> **TASK**:
Return each line in the material below that contains the string "background", treating uppercase and lowercase as different.
───── MATERIAL SHOWN ─────
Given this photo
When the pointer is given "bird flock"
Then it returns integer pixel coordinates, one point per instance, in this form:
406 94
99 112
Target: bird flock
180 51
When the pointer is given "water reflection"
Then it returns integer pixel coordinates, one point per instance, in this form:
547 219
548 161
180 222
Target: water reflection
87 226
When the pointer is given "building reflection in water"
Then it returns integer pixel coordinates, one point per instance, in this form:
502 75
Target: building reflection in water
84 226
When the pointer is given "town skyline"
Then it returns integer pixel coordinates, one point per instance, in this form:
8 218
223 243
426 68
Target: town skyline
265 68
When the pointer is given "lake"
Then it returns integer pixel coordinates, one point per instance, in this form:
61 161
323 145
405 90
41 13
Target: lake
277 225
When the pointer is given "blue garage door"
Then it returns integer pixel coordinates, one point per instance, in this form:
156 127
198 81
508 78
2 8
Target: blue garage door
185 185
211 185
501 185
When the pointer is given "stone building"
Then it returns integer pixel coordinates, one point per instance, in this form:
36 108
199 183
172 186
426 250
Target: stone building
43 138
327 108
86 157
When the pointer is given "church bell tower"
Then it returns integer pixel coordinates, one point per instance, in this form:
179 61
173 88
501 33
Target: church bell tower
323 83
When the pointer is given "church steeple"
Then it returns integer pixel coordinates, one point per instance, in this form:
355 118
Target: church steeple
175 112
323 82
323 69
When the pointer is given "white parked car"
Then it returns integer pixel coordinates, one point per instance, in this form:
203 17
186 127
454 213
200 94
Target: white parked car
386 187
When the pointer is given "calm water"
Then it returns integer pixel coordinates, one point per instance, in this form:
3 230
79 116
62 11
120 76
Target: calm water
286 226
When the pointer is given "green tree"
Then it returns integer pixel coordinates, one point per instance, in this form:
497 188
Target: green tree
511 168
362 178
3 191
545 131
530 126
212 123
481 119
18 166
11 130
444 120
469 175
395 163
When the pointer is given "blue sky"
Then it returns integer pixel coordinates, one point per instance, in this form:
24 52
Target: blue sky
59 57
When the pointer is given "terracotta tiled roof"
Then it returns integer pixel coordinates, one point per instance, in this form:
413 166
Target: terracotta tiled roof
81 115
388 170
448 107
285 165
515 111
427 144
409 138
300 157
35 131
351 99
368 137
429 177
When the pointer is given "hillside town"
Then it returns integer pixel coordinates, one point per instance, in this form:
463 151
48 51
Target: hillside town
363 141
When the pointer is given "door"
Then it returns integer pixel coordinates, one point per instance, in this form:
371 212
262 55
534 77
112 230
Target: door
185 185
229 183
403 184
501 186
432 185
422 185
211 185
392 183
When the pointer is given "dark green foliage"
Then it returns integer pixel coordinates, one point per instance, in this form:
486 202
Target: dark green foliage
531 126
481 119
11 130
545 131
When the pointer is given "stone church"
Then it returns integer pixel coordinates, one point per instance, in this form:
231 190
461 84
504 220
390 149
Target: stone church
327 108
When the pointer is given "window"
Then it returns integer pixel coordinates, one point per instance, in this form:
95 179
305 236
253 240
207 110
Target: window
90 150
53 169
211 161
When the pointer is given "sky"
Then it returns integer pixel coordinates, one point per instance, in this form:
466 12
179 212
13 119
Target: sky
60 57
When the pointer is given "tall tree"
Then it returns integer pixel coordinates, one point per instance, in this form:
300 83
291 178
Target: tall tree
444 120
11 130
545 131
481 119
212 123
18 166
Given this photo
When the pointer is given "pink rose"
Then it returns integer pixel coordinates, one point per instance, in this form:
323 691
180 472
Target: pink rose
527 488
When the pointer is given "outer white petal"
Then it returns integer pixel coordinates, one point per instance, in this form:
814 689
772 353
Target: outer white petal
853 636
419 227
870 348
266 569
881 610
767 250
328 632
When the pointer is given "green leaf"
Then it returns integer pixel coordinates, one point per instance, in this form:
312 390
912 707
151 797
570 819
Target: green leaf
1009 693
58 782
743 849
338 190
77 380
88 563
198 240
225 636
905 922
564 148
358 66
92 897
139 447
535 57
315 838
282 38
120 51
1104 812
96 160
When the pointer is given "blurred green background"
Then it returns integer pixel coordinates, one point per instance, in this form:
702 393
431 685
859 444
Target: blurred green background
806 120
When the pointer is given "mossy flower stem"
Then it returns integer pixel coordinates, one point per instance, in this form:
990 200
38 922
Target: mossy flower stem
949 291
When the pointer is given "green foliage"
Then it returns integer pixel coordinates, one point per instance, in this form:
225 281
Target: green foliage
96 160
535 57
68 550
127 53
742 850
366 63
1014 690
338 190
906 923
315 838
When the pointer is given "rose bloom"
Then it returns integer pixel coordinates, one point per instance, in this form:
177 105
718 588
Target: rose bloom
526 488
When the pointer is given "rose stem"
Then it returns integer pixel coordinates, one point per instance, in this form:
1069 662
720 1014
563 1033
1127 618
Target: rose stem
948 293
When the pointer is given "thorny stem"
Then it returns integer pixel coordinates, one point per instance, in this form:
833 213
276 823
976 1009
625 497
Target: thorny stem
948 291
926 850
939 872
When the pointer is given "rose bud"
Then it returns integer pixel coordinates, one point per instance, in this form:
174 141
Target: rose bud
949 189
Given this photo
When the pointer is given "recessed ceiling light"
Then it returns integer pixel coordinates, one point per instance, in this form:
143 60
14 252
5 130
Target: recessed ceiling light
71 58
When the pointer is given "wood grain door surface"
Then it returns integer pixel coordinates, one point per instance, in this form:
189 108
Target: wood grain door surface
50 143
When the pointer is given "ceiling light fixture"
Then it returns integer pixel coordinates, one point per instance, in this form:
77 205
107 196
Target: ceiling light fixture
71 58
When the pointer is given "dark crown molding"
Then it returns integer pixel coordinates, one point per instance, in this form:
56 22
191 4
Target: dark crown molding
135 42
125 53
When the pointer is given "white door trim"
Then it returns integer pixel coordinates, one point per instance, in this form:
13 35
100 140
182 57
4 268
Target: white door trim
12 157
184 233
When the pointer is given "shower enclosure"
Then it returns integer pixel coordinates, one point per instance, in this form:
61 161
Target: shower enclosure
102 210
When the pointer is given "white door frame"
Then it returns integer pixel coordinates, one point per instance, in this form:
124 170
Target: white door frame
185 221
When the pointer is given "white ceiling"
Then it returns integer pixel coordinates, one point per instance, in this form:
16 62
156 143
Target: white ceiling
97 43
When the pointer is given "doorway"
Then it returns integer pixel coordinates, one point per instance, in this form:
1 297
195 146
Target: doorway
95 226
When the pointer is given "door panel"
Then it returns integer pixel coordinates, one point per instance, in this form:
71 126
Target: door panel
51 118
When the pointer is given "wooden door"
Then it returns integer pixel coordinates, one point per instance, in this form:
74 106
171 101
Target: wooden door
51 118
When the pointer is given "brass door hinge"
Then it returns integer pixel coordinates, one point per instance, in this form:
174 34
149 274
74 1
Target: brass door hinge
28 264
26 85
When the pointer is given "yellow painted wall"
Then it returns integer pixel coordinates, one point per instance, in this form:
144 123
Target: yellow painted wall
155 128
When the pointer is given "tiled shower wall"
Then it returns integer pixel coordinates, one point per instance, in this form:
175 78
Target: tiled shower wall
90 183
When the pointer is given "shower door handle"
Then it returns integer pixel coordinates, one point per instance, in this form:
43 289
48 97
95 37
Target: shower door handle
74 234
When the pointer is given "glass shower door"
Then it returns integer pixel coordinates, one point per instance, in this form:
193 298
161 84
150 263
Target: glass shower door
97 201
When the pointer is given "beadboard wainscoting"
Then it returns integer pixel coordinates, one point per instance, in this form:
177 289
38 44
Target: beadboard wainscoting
─────
> **WRITTEN ANSWER**:
When the pointer is given "blurred green background"
Target: blurred green background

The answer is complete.